Every record that follows should be printed verbatim.

● ● ● ● ● ● ●

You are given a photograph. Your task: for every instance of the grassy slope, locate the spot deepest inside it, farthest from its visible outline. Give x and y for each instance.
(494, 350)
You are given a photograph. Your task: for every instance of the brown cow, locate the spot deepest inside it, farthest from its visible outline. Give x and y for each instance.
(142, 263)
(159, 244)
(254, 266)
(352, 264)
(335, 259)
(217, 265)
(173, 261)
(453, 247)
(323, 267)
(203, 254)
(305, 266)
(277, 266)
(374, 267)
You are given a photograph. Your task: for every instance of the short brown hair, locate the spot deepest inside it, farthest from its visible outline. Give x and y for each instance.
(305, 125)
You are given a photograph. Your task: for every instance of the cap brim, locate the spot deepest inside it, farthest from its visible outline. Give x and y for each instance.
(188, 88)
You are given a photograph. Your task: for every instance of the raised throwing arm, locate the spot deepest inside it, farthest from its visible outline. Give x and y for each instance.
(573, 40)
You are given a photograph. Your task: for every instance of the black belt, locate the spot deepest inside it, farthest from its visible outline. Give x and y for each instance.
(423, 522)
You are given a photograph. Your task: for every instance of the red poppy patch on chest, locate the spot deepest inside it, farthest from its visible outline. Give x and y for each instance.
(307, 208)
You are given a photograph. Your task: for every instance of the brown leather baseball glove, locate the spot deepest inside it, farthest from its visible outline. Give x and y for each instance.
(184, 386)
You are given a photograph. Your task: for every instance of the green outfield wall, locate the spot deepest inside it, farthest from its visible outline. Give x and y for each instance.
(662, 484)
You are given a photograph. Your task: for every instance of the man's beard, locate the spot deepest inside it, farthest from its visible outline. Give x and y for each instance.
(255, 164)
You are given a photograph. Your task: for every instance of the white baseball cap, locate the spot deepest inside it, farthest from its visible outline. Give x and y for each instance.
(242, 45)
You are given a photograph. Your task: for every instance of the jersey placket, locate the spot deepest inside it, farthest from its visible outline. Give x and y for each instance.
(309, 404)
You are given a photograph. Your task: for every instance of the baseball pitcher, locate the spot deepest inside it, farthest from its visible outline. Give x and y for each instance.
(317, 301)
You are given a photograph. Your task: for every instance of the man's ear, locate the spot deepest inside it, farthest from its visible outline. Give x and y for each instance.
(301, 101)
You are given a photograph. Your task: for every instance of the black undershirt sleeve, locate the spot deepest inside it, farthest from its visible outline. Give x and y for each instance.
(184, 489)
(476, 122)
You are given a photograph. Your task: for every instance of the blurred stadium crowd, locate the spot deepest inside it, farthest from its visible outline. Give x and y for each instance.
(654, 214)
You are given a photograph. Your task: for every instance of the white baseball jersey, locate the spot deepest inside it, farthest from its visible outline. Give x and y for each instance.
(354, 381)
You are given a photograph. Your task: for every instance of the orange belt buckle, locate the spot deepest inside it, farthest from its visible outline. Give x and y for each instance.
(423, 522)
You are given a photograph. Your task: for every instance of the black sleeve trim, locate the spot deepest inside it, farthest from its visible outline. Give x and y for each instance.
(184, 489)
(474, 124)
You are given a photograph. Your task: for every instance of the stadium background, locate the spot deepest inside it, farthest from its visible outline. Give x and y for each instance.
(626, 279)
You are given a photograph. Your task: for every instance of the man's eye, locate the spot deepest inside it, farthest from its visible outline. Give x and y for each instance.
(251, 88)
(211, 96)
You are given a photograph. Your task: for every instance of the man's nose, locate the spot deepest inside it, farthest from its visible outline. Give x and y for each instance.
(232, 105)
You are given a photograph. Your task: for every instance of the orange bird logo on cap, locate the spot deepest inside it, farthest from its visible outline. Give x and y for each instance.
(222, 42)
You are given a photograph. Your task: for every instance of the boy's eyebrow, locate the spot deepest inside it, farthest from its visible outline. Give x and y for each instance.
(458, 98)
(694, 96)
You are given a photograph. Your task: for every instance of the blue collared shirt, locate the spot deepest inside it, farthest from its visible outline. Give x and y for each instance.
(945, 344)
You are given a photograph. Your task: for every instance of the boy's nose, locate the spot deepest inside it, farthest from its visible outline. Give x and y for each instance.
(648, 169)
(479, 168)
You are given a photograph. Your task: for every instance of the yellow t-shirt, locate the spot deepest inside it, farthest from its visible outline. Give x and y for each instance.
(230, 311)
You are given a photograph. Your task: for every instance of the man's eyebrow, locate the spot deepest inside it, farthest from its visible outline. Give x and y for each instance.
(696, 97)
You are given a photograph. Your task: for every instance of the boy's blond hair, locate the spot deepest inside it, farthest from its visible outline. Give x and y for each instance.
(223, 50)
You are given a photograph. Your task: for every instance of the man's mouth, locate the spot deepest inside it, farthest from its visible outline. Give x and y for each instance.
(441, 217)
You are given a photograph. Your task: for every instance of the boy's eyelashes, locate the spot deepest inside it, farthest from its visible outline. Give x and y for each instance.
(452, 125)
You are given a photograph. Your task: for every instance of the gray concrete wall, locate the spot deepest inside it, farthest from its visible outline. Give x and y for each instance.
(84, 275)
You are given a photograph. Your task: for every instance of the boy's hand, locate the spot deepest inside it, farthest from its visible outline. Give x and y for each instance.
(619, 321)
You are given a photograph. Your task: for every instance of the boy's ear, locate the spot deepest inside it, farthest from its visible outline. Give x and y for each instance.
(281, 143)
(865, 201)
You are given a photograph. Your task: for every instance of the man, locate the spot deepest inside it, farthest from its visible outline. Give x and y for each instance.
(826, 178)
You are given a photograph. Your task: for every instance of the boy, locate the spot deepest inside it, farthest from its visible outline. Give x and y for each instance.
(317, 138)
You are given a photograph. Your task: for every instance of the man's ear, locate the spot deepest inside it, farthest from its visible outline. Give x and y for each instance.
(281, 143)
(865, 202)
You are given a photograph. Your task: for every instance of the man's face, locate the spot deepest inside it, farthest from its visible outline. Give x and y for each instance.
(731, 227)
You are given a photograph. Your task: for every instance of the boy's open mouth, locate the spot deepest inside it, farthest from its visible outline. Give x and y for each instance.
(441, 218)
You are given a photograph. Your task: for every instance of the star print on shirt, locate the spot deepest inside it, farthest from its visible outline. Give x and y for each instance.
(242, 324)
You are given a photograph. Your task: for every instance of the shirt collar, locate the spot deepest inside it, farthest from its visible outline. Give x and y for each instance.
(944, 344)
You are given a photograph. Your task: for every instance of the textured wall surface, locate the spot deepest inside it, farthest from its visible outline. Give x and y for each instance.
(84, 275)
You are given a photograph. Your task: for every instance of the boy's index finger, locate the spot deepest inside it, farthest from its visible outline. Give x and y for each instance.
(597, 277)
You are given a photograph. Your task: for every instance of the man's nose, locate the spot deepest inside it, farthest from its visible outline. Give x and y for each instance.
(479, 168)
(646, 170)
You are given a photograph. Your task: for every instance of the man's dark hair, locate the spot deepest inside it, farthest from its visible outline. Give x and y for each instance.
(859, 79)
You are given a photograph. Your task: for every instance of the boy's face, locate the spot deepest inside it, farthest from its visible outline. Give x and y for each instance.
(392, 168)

● ● ● ● ● ● ●

### Completed exercise
You are given a photograph. Your task: for every instance of the grassy slope, locate the spot deepest inside it, farthest from its visible outline. Give x and y for each instance.
(494, 350)
You are given a photograph. Your task: for every instance of the brown cow, locate the spot deepest inside it, farthest from its visible outline. Give x and y for each instance.
(142, 263)
(159, 244)
(254, 266)
(352, 264)
(335, 259)
(217, 265)
(173, 261)
(453, 247)
(323, 267)
(203, 254)
(305, 266)
(277, 266)
(374, 267)
You are given a photograph. Your task: for every instance of the short brown hair, locate the spot deepest inside it, farthest from its visible outline. Give x and y for each instance.
(305, 125)
You are given a photograph. Your task: for every instance of the cap brim, locate the spot deepest inside it, farthest from its visible outline. Give x and y for each instance.
(188, 88)
You are given a photograph. Your task: for every instance of the raised throwing arm, locate the spot deepest inside it, farthest from its visible outline. Give x and y for each instance.
(573, 40)
You are given a photograph. Your task: for every instance of the black belt, locate the spot deepest inside it, farthest from its visible outline. Give x and y for each instance.
(423, 522)
You are given a photograph. Your task: for every instance of the red poppy patch on chest, locate the spot deepest inside it, farthest from its visible outline. Give x and y for each instance.
(307, 208)
You are given a photograph. Your task: for every instance of the brown leather baseball glove, locate the spot deepest inside it, farthest from its visible outline. Give x and y for each instance.
(184, 386)
You are given a photograph. Your task: for every instance of the green outfield wall, locate the spot deepest inside it, farthest from its visible outline. Give x and y for each instance.
(662, 484)
You are given a photograph. Your task: for every instance of the man's beard, locate the spot deepest inside it, farthest from its visible outline. Give x and y for each instance.
(255, 164)
You are given a photograph. Your task: for every instance of the white baseball cap, locate the spot deepest inside it, farthest from its visible outline. Give x and y for each instance.
(242, 45)
You are given a photograph. Your task: for every instance of the jersey placket, locate the spot deepest inside it, farthest from its visible outline. Give x and y for each instance.
(309, 404)
You are given a photograph. Your task: for every instance of the baseball pitcher, locate the spot deepest inside it, farthest from its visible outline. Give x and y for each instance.
(317, 301)
You are given a photograph. Your task: for every instance of the man's ear, locate the spot deepest inside it, farthest from its visible outline. Give x and y for each instance.
(301, 101)
You are given a photograph. Your task: for every instance of the black undershirt sleeve, locate the spot deepest inside it, farthest from its visible outline. Give x and y for each instance.
(184, 489)
(476, 122)
You are given a photograph. Your task: for every instance of the blurred stadium crowd, locate the spot deepest inside it, farthest from its visible outline. Give x and y for each instance.
(654, 214)
You are given a photograph. Your task: for every instance of the white baseball jersey, locate the spot deepest inside it, farthest from its visible outline. Give x and y for each instance.
(354, 381)
You are given a photograph. Your task: for every instance of the orange belt buckle, locate the spot deepest inside it, farthest from its visible outline. Give x and y for each instance.
(423, 522)
You are given a photograph. Your task: for every instance of the black sleeve trim, locate the spot deepest inside it, farthest from its visible outline. Give x and y for each instance.
(184, 489)
(474, 124)
You are given a photograph. Your task: for every instance of the stadium background, locate the spot deepest inside it, farthest from its visible outline. Give x and y for each instance.
(626, 279)
You are given a photograph. Your task: for every instance of the man's eye, locate the spot deepest inside it, farthest from its visible outline. Give x and y for each instance.
(251, 88)
(211, 96)
You are given a photograph. Your task: for every instance of the man's nose, locate the spot deepest inside it, farthest from its visible outline. Give x and y for each instance.
(232, 105)
You are given a photograph. Your task: for every instance of the orange bird logo on cap, locate the spot deepest inside it, farthest from its visible outline. Give x and y for each instance.
(222, 42)
You are given a photograph. Your task: for every instance of the boy's eyebrow, locate the spot deepest inside it, farthest from its visible outline. Give x and y for each instance.
(458, 98)
(694, 96)
You are given a photograph. Your task: for every instance of the blue collared shirt, locate the spot deepest inside it, farthest from its visible outline. Give x and y for each instance.
(945, 344)
You are given a photograph. Your task: for every instance of the boy's nose, locate the spot deepest inside it, farthest from its visible outline. Give x and y for each instance.
(648, 169)
(479, 168)
You are given a photograph. Your task: for every instance of the yellow t-shirt, locate the spot deepest inside it, farthest from its visible outline. Give x and y for each instance.
(230, 311)
You are given a photograph. Your task: for every instance of the man's eyebrow, locate the spot deepest inside it, farthest from its visible outline. Give x and y for each instance.
(696, 97)
You are given a photograph. Your task: for every instance of the boy's blond hair, locate the spot deepest inside it, farthest from its visible outline. Give x and y for each instance.
(223, 50)
You are given a photograph. Your task: for every instance of the man's mouth, locate the spot deepest inside it, farthest from its visible outline. Give x and y for each instance.
(441, 217)
You are given a photograph. Your task: for every instance of the boy's eyelashes, locate the spot deepest inside it, farthest from its visible outline. Give x and y for each instance.
(452, 125)
You are given a photograph. Your task: for every instance of the gray concrete wall, locate the spot deepest inside it, farthest from its visible outline. Give x and y for each instance.
(84, 275)
You are given a photograph. Your task: for every instance of the boy's hand, locate the spot deepest inside it, farthest from its visible outline. Give x and y for each instance.
(619, 321)
You are given a photograph. Your task: for every instance of the boy's ear, locate the spot deepest inside it, farthest from its visible outline. Give x and y for each instance.
(281, 143)
(865, 201)
You are given a photograph. Your task: for every instance of the man, locate the spot deepest inside it, farthest from its visible outline. Give x and y for each instance.
(826, 178)
You are given a photograph. Your task: for every instance of the boy, locate the spot deepest inside it, farthest from its visible outline. Give x and y for each instance.
(317, 138)
You are given a photograph. Your task: for every instance of the man's ear, locate the spot deepest inside it, farthest from its visible outline. Give x and y for each instance.
(281, 143)
(865, 202)
You are given a photograph. Your task: for every instance of the man's face, locate the spot deepest inside it, farthest from its visible outline. Give x and y for each instance.
(731, 227)
You are given a photograph. Your task: for every instance of the boy's open mouth, locate the spot deepest inside it, farthest from its visible outline. Give x and y for each instance.
(441, 218)
You are given a photograph. Your task: for every instance of the star print on shirt, locate the spot deepest inside it, farthest from its visible outline. Give x and y for each instance.
(242, 324)
You are given a photograph. Your task: for every instance of the shirt collar, locate the spot deepest inside it, farthest from its visible outline. Give x and y for each instance.
(944, 344)
You are given a photograph. Your task: for every instance of the textured wall surface, locate the spot deepest inside it, farthest from its visible outline. Give x and y for each instance.
(84, 275)
You are given a photograph. Your task: for every instance of the boy's index finger, locate the spot deepest inside it, farthest from its visible outline. Give x and y for each instance.
(597, 277)
You are given a photograph. Your task: for every instance of the man's nose, locate the spot deepest inside it, farthest from its visible outline. Give x and y for each instance.
(479, 168)
(646, 170)
You are given a photograph. Your task: for every instance of the man's dark hair, locate the spot deepest inside it, farthest from its visible outline. Give x and y for each instance.
(859, 79)
You are given a photograph. Your task: for every instance of the boy's face, locate the spot deepest inside it, farthest from its visible outline. Give x and y for each instance.
(392, 168)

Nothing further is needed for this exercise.